▸ **TEXT PASSAGE**
# Nikon d300s or d7000?



## Lunchbox (Dec 7, 2010)

I am looking to sell my gripped d200 soon and really wanted a d700 but i have so many dx lenses that i love i figured i would just stay with the crop sensors.

I am just looking for advice on which you would recommend D300, D300s, d7000

I have some experience with the d300 but not much, none with 300s and 7000, i really like the dual card slots on the 7000 and 300s

I do mostly automotive style shooting, racing etc...


----------



## edouble (Dec 7, 2010)

I personally recommend you buy the best (normally most expensive) body you can afford.


----------



## Lunchbox (Dec 7, 2010)

I have been hearing all the hype about the d7000 just wondering if there is any truth to it

the main thing i want is better battery life and better ISO performance


----------



## edouble (Dec 7, 2010)

Technically the D7000 is a better camera IMO than the D300S. 

D7000: ISO 6400(not Hi) not +16MP and dual SD slots 
D300S: ISO 3200(not Hi), 13MP and 1 compact slot and one SD slot

There various other differences not mentioned. Seems like the D7000 is the winner to me.


----------



## ghache (Dec 7, 2010)

I had the chance to play with both the d300s and the d7000. After testing the d7000 a bit more, I ordered the d7000 in a heartbeat.


----------



## Light Artisan (Dec 7, 2010)

I have both the D300s and D7000, there are things the D300s has that the D7000 does not - such as a larger buffer and 9 shot bracketing.

That said, I'm reluctantly selling my D300s now to get new glass. The D7000 performs as well as the D300s for my needs, but it will take some time to re-adust to the body - I simply love the layout on the D300s.


----------



## Lunchbox (Dec 7, 2010)

I am going to the store to mess with the d7000 some and see how i like it, but i thinking it will feel more like a d90 in my hands than my d200


----------



## ghache (Dec 7, 2010)

Lunchbox said:


> I am going to the store to mess with the d7000 some and see how i like it, but i thinking it will feel more like a d90 in my hands than my d200


 

It deffinetly feels like the d90 your hands however,  it feels a lot more heavy duty than the d90. buttons layout are pretty much the same and i really like the addition of the cross control on the mb-d11 grip versus the plain mb-d80.


----------



## Light Artisan (Dec 7, 2010)

Lunchbox said:


> I am going to the store to mess with the d7000 some and see how i like it, but i thinking it will feel more like a d90 in my hands than my d200


 

You're right, it does... and that's the hardest thing for me to overcome right now. Every time I pick up my D300s it feels so good in my hands, I don't get that feeling with the D7000. Still feels great and all, but there's something about the D200/D300 etc body that just feels right.


----------



## orb9220 (Dec 7, 2010)

Yep just upped to a used D90 from D200. And yep I still think about the feel and sounds the D200 gave. And still missed it even tho I have the better high iso performer of the D90.
.


----------



## Flash Harry (Dec 9, 2010)

Give the consumer models a miss, the ergonomics and quality builds of nikons d 300-700 and up should be a no-brainer. H


----------



## Lunchbox (Dec 9, 2010)

▸ **RECORDED INFORMATION**
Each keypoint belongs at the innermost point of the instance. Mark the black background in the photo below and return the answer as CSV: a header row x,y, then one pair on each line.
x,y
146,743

▸ **JOB**
Answer these questions about the forum thread on choosing between the Nikon D300s and D7000:
1. What two improvements does Lunchbox say are the main things wanted?
2. What two features does Light Artisan name that the D300s has and the D7000 does not?
3. What addition on the MB-D11 grip does ghache say they really like?
The listing is not needed here.

▸ **EXERCISE SOLUTION**
1. Better battery life and better ISO performance.
2. A larger buffer and 9 shot bracketing.
3. The cross control.